-- start --
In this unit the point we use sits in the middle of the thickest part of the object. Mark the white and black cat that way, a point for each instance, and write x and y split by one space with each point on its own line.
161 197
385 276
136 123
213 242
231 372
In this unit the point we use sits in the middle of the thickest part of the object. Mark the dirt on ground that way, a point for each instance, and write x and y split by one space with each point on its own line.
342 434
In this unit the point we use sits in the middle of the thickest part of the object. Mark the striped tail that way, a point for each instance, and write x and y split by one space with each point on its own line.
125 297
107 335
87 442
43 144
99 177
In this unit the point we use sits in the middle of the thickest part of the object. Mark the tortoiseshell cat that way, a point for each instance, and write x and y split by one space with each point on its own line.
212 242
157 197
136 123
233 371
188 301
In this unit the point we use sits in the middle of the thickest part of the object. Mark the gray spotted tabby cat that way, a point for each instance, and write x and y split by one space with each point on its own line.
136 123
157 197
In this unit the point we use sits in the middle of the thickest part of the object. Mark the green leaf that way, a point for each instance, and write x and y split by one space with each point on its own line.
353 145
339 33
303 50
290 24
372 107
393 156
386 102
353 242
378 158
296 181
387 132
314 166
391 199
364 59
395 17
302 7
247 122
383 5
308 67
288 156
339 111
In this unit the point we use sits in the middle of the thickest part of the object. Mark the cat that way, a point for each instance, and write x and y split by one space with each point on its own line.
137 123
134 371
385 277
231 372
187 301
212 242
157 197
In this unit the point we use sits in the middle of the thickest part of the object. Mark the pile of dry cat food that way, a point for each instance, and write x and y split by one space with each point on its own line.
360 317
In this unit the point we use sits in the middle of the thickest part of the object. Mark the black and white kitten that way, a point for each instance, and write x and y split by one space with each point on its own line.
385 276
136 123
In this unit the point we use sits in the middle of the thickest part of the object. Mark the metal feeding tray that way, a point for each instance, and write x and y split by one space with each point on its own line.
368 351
-- end --
-- start --
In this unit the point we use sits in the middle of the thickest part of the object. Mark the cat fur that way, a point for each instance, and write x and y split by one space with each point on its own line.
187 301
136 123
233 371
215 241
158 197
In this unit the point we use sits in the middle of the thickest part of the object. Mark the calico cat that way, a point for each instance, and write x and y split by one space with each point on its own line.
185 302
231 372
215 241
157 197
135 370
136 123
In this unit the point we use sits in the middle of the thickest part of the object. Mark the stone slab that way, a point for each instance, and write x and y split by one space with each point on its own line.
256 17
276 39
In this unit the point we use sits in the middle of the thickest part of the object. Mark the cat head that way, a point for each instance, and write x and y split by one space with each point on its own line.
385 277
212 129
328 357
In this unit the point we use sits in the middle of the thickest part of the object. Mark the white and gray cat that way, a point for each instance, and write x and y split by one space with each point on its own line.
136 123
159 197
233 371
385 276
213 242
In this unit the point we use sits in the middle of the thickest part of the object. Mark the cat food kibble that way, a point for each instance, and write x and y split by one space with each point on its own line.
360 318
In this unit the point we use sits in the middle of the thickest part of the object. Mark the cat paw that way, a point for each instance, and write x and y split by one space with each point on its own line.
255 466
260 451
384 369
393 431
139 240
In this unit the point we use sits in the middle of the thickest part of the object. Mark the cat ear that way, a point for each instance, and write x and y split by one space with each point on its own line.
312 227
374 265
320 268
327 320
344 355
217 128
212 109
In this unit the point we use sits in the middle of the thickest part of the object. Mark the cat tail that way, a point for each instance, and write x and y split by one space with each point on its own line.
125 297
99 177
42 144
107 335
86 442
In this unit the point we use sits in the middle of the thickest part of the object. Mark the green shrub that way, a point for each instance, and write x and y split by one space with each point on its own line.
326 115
-- end --
_Challenge:_ Show every line of the material above that contains the word "black", copying each one whole. Case counts.

_Exercise solution:_
In this unit the point we use sits in the middle of the thickest part of the object. Mark the white and black cat that way, a point for each instance, and write x and y split by one space with each point on its own line.
In this unit the point we use sits in the middle of the thickest part of the object. Mark the black and white kitten that way, a point for each instance, and write x and y split by one space with each point on its own line.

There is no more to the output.